(Coordinate annotation items)
==============================

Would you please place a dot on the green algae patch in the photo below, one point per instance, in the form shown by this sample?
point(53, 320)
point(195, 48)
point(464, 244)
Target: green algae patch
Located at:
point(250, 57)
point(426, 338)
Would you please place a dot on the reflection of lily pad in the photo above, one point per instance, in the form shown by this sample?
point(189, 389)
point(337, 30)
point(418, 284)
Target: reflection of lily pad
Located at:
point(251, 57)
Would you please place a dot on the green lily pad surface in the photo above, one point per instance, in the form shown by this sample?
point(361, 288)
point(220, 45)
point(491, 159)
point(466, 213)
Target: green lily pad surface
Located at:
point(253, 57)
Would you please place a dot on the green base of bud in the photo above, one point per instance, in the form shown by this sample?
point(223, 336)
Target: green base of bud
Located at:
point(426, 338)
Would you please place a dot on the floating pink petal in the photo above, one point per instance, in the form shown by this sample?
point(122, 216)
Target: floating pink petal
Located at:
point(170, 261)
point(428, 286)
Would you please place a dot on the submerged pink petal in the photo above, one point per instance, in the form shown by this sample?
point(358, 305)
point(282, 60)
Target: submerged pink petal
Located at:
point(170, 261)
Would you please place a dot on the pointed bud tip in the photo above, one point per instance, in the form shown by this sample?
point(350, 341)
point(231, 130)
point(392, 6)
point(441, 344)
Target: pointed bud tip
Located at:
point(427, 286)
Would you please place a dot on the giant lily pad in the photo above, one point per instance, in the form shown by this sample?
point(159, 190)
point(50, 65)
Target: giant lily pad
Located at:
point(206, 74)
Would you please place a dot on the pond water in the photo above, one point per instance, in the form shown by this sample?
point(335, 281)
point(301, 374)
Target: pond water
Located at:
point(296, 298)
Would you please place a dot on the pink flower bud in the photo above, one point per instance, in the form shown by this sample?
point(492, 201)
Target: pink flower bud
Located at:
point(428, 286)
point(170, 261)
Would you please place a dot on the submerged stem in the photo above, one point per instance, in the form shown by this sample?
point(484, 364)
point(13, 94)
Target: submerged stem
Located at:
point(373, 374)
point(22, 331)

==============================

Aim:
Copy out every one of the items above, word for word and without any changes.

Exercise result:
Would you please place a dot on the green algae patch in the photo below, one point per instance, in the form shown by this sample?
point(53, 320)
point(195, 48)
point(464, 244)
Target: green algae patch
Located at:
point(250, 57)
point(426, 338)
Would you please place a dot on the reflection of lily pad in the photo above, one point per instance, in the form shown by this sample?
point(189, 389)
point(337, 30)
point(418, 284)
Target: reflection of lily pad
Located at:
point(251, 57)
Would you please place a dot on the green lily pad surface in the photo above, one point per instance, in the form shown by this sample?
point(361, 288)
point(220, 45)
point(491, 159)
point(466, 213)
Target: green lily pad surface
Located at:
point(253, 57)
Would you please place a dot on the green base of bud in the photo above, one point per instance, in the form shown by this sample?
point(223, 336)
Target: green base of bud
Located at:
point(426, 338)
Would you please place a dot on the floating pink petal in the photo above, one point per instance, in the form shown by this sample?
point(122, 216)
Target: floating pink petal
Located at:
point(170, 261)
point(428, 286)
Would you please place a dot on the submerged pink petal in the photo above, one point per instance, in the form shown by this sample?
point(358, 305)
point(282, 60)
Target: submerged pink petal
Located at:
point(170, 261)
Would you please place a dot on the pointed bud tip in the photo above, one point per instance, in the form shown by this sample?
point(350, 341)
point(231, 130)
point(392, 6)
point(441, 344)
Target: pointed bud tip
Located at:
point(427, 286)
Would you please place a dot on the giant lily pad in the photo above, one point per instance, in the form shown by this sample?
point(159, 190)
point(50, 65)
Target: giant lily pad
Located at:
point(206, 74)
Would you please place a dot on the pond water in the photo above, one point per instance, in the form shown by this sample?
point(335, 281)
point(301, 374)
Target: pond water
Located at:
point(296, 298)
Would you please place a dot on the pink flower bud in the photo above, one point per instance, in the form shown by this sample?
point(492, 201)
Target: pink flower bud
Located at:
point(428, 286)
point(170, 261)
Would you please place a dot on the submerged stem in the photo above, one point per instance, in the form shown by this sample?
point(484, 364)
point(13, 94)
Target: submerged stem
Located at:
point(373, 374)
point(22, 331)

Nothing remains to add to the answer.